#### AUFGABE:
Schreiben Sie aus dem Artikel über das Angeln in Blekinge den Abschnitt von „## Schwedenpeter (6.“ bis einschließlich „bzgl. Angelstellen hin.“ wortgetreu ab.

**** ARTIKEL ****

Zum Doschangeln: Gibt es keine anderen Möglichkeiten, außer mit 150gr schweren Bleien? Habe dafür kaum Ausrüstung. Habe in paar Pilker und natürlich Gummifische und tieflaufende Wobbler. Stehen die Fische nur in Tiefen ab 20m oder gibt es auch welche, ähnlich dem Hechtfischen, an Abbruchkanten auf 10m Tiefe?

Zum Hecht: Buchten und Kanten sind klar - entweder driften oder kurz ausprobieren, ob überhaupt Fisch da ist. Bestimmte besonders erfolgreiche Gebiete kannst oder möchstest du nicht verraten? Gerne auch per PN. Die Region ist riesig und eine erste Anlaufstelle wären daher super. Klar findet man mit der zeit viel raus, aber gewisse Marschrouten sind sicher nicht verkehrt...


Danke

Basti


----------



## Schwedenpeter (6. April 2011)

*AW: Angeln in Blekinge (Südschweden)*

Hej Basti,

ich scanne dir morgen eine Karte ein und würde sie dir gerne per Email schicken, da setze ich dir einige Kreuze bzgl. Angelstellen hin.

Statt Blei kannst du auch Pilker nehmen, du kannst dort die Haken abmontieren ;-)

Petri Heil

Peter


----------



## Schwedenpeter (7. April 2011)

*AW: Angeln in Blekinge (Südschweden)*

Hej Basti,

deine Email geht im Laufe des Tages raus, hier aber noch ein super interessanter Link für dich (und alle, die in Blekinge angeln möchten):

http://www.karlskrona.se/Global/Upplev Karlskrona/Pdf filer/Fiskefakta 2008.pdf


Petri Heil

Peter


----------



## engelspitter (7. April 2011)

*AW: Angeln in Blekinge (Südschweden)*

Hallo Peter,

bin Ende Mai auch ne Woche in der Gegend von Karlskrona und wollte auch mal die Schären besuchen zum Hechtangeln... Wie sehen den meine Chancen aus wenn ich von Land den Blinker fliegen lasse ???vielleicht auch evtl. auf ne Meerforelle ???  Hast du vielleicht auch nen Tip über, was Flüße oder Seen in der Umgebung von Karlskrona angeht....

Gruß Peter


----------



## Schwedenpeter (7. April 2011)

*AW: Angeln in Blekinge (Südschweden)*

Hej Engelsplitter,

habe über deinen Beitrag schon einen tollen Link gesetzt mit einem Angelführer in Blekinge (also auch die Gegend um karlskrona mit Angabe wann welche Fische gut zu fangen sind, ebenso sind einige gute Plätze genannt). Gerne beantworte ich dir weiterführende Fragen dazu.

Deine Zeit ist super zum Angeln, du wirst noch Heringe fangen können (Brücke Stürko/Tjürko Abendzeit):







Gleichzeitig ist der Hornhecht vor Ort, beste Stelle vom Land aus wäre die Brücke nach Fäjo:






Dieser Fisch schmeckt am Besten geräuchert:






Als Filet kann man diese Delikatesse auch in Öl fritieren:






Den Hornhecht kannst du letztlich fast überall fangen.

**** DATENTEIL ****

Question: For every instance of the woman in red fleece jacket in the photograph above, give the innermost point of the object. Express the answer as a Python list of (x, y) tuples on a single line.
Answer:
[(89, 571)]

****

#### VOLLSTÄNDIGE AUSGABE:
## Schwedenpeter (6. April 2011)

*AW: Angeln in Blekinge (Südschweden)*

Hej Basti,

ich scanne dir morgen eine Karte ein und würde sie dir gerne per Email schicken, da setze ich dir einige Kreuze bzgl. Angelstellen hin.